■ **Problem requirements**
Return all lines of the data in which the string "beak" occurs.
....................
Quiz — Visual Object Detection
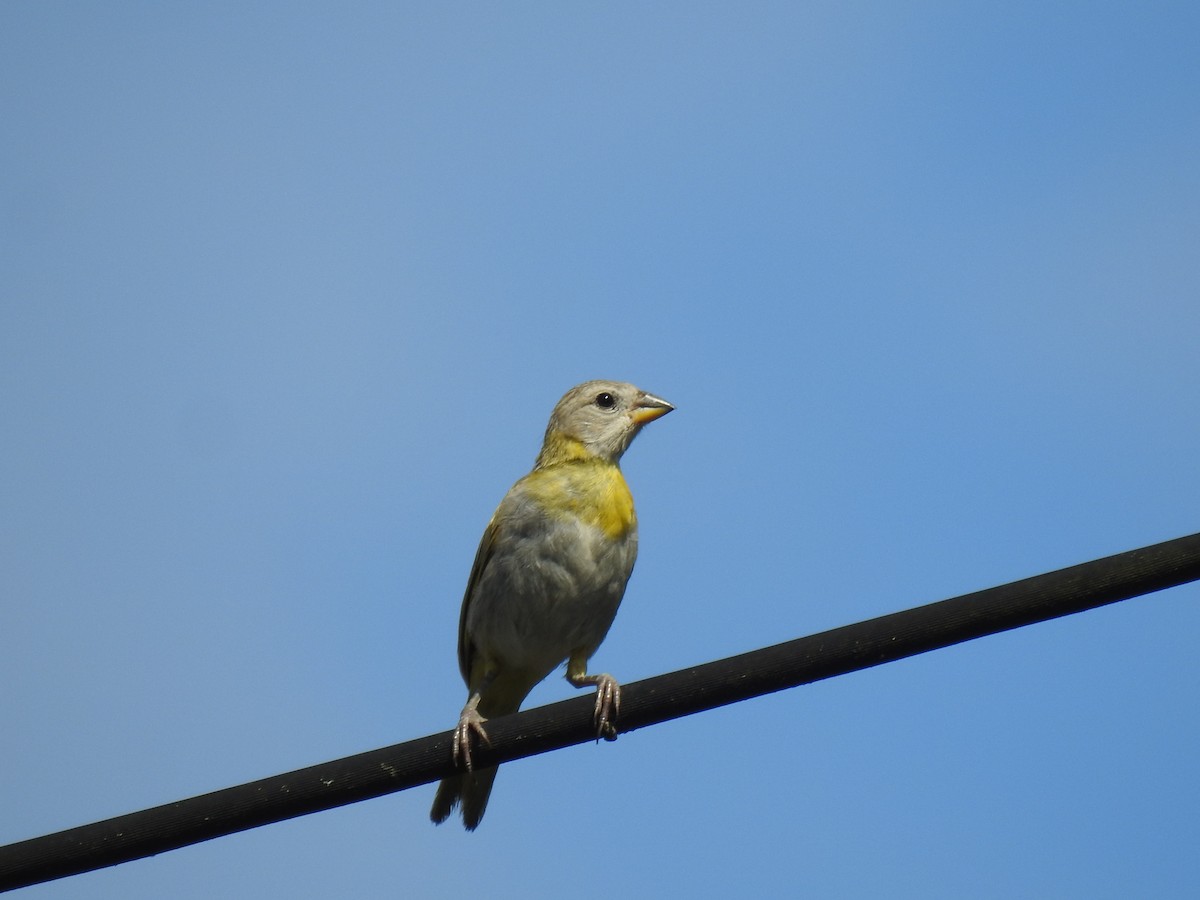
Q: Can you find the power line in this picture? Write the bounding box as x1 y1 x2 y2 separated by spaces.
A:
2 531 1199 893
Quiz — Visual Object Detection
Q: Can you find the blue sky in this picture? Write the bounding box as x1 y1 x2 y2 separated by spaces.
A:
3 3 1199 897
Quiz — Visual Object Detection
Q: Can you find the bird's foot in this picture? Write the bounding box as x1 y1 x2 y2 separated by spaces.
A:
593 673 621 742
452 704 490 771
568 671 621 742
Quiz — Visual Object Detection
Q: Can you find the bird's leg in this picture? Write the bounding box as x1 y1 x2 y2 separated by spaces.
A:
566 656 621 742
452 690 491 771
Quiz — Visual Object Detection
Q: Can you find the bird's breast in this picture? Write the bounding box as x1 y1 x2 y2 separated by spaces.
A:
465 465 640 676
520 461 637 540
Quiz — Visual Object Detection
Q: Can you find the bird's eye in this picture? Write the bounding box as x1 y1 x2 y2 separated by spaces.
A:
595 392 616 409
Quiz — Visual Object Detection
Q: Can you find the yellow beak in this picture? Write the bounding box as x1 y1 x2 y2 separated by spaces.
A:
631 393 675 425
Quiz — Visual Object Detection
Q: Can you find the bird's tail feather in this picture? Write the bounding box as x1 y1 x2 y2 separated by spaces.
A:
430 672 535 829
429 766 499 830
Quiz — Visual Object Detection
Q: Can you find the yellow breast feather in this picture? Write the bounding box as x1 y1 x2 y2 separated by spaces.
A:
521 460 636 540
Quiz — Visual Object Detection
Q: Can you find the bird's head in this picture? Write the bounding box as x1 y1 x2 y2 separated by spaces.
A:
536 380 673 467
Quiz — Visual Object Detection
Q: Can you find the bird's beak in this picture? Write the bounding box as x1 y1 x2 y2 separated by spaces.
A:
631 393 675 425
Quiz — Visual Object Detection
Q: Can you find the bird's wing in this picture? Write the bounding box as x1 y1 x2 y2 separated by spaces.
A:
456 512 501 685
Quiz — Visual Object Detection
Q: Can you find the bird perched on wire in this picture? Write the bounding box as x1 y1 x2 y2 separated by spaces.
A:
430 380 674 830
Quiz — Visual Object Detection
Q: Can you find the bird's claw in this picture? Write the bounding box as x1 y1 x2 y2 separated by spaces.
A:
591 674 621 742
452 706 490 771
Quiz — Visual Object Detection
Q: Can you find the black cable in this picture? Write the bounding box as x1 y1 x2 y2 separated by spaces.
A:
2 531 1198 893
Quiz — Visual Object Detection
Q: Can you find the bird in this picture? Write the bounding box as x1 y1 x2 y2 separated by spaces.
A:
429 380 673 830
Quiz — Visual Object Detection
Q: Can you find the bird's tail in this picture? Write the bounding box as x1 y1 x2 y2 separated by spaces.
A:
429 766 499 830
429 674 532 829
....................
■ **Answer below**
Q: Can you find the yellow beak in this picture? Write the bounding box as x1 y1 x2 y2 separated by spaces.
Q: Can you find the bird's beak in this picture? Write the bounding box as x1 y1 x2 y2 separated by spaces.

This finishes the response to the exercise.